====== MATERIAL PROPORCIONADO ======

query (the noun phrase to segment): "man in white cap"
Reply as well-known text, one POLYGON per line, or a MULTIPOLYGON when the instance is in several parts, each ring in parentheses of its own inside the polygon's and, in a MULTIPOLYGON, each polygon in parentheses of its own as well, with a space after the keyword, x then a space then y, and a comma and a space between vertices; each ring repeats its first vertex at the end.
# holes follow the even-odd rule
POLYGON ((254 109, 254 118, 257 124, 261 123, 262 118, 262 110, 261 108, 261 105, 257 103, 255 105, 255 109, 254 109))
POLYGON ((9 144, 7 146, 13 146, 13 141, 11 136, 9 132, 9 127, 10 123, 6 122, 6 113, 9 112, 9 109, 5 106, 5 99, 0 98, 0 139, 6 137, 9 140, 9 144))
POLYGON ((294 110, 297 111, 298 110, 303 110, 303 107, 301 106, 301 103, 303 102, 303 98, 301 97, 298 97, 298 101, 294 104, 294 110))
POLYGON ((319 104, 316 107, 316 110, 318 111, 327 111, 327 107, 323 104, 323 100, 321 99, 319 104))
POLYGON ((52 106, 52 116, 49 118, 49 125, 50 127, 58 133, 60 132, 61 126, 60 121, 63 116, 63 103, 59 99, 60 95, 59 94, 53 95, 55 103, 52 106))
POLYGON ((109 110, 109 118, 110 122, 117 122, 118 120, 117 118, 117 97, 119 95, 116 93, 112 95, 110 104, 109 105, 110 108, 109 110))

======

INSTRUCCIÓN ESCRITA:
Localiza en el material cada línea que contenga la cadena "parentheses" y cópiala.

RESULTADO DEL EJERCICIO:
Reply as well-known text, one POLYGON per line, or a MULTIPOLYGON when the instance is in several parts, each ring in parentheses of its own inside the polygon's and, in a MULTIPOLYGON, each polygon in parentheses of its own as well, with a space after the keyword, x then a space then y, and a comma and a space between vertices; each ring repeats its first vertex at the end.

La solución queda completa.